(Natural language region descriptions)
——

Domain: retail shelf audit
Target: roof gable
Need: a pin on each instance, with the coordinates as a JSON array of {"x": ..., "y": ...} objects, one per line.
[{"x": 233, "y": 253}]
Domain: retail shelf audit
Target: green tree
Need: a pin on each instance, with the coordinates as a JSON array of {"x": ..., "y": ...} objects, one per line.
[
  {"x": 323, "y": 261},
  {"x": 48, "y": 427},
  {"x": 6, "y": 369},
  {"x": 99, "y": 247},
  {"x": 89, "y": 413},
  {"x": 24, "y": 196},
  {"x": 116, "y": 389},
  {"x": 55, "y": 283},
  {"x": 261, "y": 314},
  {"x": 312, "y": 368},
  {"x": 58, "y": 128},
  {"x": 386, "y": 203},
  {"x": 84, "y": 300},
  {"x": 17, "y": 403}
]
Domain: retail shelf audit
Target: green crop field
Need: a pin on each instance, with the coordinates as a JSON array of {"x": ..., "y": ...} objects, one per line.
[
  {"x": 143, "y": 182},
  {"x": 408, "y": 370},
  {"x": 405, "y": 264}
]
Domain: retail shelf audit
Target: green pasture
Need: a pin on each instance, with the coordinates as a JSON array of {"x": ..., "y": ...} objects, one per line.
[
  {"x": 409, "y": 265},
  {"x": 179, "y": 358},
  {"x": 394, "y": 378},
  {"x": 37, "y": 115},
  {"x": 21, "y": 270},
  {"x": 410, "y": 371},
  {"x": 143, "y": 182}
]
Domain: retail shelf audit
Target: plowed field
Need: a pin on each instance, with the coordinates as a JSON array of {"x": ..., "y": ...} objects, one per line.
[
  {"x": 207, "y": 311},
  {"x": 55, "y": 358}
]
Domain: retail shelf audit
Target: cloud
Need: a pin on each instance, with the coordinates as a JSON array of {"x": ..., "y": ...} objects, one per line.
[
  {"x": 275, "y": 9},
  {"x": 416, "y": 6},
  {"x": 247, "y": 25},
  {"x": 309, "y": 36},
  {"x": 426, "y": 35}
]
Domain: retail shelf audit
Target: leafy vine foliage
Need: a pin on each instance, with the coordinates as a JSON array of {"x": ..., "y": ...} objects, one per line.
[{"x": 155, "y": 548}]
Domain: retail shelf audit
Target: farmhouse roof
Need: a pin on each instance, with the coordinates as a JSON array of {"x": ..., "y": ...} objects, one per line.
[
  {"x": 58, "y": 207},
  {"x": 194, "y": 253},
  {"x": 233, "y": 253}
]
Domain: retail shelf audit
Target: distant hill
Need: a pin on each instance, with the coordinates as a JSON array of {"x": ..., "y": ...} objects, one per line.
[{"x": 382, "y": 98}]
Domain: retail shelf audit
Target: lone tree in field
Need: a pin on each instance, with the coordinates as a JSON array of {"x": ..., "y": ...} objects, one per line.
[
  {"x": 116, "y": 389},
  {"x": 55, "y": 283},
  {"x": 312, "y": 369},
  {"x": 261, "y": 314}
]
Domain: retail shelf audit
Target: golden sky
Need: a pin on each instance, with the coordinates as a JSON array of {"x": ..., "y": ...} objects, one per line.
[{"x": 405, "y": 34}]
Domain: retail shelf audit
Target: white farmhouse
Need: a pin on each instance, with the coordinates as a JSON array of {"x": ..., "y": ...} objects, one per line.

——

Task to complete:
A complete and exact reproduction of the data is needed.

Exercise answer:
Domain: retail shelf audit
Target: roof gable
Need: a pin on each instance, with the coordinates as a JSON array of {"x": ..., "y": ...} objects, one per line.
[{"x": 233, "y": 253}]
Domain: retail shelf audit
Target: green tree
Need: a pin on each instance, with the coordinates as a JSON array of {"x": ..., "y": ...} objects, one per line.
[
  {"x": 323, "y": 261},
  {"x": 48, "y": 427},
  {"x": 6, "y": 369},
  {"x": 99, "y": 247},
  {"x": 89, "y": 413},
  {"x": 24, "y": 196},
  {"x": 116, "y": 389},
  {"x": 55, "y": 283},
  {"x": 261, "y": 314},
  {"x": 312, "y": 368},
  {"x": 58, "y": 128},
  {"x": 386, "y": 203},
  {"x": 84, "y": 300},
  {"x": 17, "y": 403}
]
Domain: retail shelf audit
Target: green crop field
Need: a pin on each instance, with the coordinates as a JSON array of {"x": ..., "y": ...} objects, one per line.
[
  {"x": 143, "y": 182},
  {"x": 408, "y": 370},
  {"x": 405, "y": 264}
]
Domain: retail shelf audit
Target: green pasture
Need: a pin on each instance, with the coordinates as a JSON array of {"x": ..., "y": ...} objects, one per line.
[
  {"x": 409, "y": 265},
  {"x": 179, "y": 358},
  {"x": 394, "y": 378},
  {"x": 37, "y": 115},
  {"x": 21, "y": 270},
  {"x": 410, "y": 371},
  {"x": 143, "y": 182}
]
Domain: retail shelf audit
Target: plowed field
Need: a pin on each instance, with the coordinates as a JSON array of {"x": ..., "y": ...} objects, one per line.
[
  {"x": 207, "y": 311},
  {"x": 55, "y": 358}
]
Domain: retail shelf audit
Target: cloud
Need: a pin on each instance, with the coordinates as a JSON array of {"x": ..., "y": ...} objects, one per line.
[
  {"x": 275, "y": 9},
  {"x": 416, "y": 6},
  {"x": 247, "y": 25},
  {"x": 309, "y": 36},
  {"x": 426, "y": 35}
]
Domain: retail shelf audit
Target: leafy vine foliage
Need: a pin on each instance, with the coordinates as a JSON array of {"x": ..., "y": ...} objects, one per line.
[{"x": 155, "y": 548}]
Domain: retail shelf audit
Target: farmhouse roof
Need: a pin on each instance, with the coordinates as a JSON array of {"x": ..., "y": ...} objects, one per line.
[
  {"x": 58, "y": 207},
  {"x": 194, "y": 253},
  {"x": 233, "y": 253}
]
Domain: retail shelf audit
Target: distant hill
Need: a pin on each instance, with the coordinates as a JSON array of {"x": ..., "y": ...} objects, one per line.
[{"x": 382, "y": 98}]
Domain: retail shelf audit
Target: lone tree in field
Need: a pin on each instance, with the coordinates as a JSON array of {"x": ..., "y": ...} objects, one per line.
[
  {"x": 116, "y": 389},
  {"x": 55, "y": 283},
  {"x": 312, "y": 369},
  {"x": 261, "y": 314}
]
Domain: retail shelf audit
Target: golden sky
Need: a pin on each instance, with the coordinates as a JSON array of {"x": ..., "y": ...} objects, one per line.
[{"x": 405, "y": 34}]
Domain: retail shelf audit
Target: white farmhouse
Need: a pin on each instance, with the coordinates as a JSON array of {"x": ..., "y": ...} objects, one per line.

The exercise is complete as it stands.